Work to be completed:
With the string "white" as the filter, copy each matching line from the records.

Exercise material:

□ □ □

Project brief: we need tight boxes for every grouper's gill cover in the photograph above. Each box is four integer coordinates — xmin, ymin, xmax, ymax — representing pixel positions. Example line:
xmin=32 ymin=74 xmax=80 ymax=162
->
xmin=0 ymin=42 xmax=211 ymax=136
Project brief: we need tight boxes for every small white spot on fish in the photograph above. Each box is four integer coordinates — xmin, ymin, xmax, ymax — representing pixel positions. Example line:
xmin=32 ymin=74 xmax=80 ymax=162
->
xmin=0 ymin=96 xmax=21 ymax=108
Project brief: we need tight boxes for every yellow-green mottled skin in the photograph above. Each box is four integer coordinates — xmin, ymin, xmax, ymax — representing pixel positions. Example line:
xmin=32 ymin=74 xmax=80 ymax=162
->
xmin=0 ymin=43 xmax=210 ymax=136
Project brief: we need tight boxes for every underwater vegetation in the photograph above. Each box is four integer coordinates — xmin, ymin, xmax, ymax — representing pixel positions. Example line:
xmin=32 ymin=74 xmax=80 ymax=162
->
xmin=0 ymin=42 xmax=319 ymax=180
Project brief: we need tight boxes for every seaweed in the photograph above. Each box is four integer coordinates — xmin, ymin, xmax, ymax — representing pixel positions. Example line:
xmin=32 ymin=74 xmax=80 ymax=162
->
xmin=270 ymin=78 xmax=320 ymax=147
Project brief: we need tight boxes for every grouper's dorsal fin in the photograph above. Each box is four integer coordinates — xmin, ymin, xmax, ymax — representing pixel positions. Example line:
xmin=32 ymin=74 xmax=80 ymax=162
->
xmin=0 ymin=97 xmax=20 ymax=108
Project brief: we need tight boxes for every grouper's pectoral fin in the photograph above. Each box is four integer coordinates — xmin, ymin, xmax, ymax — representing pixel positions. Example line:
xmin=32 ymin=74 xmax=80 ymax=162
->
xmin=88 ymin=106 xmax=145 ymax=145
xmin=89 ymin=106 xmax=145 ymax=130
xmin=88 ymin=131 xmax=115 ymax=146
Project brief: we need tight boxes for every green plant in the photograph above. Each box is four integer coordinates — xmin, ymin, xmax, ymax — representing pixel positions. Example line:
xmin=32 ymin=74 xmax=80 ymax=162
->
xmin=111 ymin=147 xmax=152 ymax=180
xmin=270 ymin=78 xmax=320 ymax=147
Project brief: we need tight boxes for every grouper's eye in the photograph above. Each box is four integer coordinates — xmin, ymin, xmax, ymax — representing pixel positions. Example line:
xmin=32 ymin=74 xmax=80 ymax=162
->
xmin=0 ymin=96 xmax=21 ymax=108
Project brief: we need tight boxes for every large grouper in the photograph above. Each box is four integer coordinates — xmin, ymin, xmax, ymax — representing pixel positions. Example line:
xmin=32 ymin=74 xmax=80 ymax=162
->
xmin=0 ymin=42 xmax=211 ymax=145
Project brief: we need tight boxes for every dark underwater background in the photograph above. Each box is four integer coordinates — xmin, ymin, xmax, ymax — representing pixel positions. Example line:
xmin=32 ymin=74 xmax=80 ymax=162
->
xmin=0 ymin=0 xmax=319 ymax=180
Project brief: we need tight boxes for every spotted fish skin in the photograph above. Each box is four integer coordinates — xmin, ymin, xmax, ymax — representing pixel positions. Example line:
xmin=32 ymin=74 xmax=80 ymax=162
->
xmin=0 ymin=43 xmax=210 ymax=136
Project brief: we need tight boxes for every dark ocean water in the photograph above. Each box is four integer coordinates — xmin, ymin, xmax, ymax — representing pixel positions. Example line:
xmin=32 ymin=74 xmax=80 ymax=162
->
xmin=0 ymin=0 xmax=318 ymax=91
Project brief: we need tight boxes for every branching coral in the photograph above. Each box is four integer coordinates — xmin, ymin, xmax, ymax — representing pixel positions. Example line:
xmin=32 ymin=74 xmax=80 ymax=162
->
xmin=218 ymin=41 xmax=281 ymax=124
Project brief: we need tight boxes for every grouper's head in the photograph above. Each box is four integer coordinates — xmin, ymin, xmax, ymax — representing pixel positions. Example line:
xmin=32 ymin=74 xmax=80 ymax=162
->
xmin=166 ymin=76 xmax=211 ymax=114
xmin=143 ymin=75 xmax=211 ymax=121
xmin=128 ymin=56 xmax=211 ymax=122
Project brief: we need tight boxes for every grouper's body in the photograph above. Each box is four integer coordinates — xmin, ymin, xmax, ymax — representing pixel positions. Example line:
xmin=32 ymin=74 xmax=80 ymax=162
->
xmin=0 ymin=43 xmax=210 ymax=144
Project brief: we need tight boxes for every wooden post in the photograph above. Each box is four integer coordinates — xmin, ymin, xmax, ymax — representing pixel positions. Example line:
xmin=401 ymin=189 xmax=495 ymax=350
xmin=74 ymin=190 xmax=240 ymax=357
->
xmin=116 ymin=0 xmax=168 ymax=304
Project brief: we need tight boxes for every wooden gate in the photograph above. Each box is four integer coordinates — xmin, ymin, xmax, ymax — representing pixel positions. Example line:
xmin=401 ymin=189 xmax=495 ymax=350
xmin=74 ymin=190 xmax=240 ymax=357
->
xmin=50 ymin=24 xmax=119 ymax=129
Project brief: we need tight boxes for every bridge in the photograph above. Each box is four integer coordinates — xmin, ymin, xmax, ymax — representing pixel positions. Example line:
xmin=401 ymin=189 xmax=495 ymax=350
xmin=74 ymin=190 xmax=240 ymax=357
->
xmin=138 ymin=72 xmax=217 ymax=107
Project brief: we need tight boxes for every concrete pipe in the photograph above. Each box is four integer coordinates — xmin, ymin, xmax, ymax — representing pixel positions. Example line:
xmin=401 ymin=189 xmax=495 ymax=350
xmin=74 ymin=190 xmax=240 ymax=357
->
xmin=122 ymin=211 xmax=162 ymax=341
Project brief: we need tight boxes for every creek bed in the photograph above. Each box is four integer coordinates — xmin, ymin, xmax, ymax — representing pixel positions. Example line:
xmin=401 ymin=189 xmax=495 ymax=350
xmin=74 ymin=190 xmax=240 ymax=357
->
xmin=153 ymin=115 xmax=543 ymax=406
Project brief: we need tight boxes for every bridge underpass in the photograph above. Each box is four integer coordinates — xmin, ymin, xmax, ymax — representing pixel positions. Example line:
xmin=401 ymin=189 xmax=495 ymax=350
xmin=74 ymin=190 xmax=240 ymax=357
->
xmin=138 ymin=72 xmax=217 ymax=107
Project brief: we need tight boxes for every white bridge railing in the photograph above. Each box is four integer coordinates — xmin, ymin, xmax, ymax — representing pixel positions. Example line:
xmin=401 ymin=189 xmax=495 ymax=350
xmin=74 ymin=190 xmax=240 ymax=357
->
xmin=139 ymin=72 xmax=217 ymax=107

□ □ □

Answer space:
Project brief: we need tight boxes for every small white spot on fish in the photograph above. Each box is four integer coordinates — xmin, ymin, xmax, ymax — representing pixel positions. Example line:
Project brief: we need tight boxes for every white bridge railing in the photograph above. Each box is four integer coordinates — xmin, ymin, xmax, ymax — representing pixel positions. Example line:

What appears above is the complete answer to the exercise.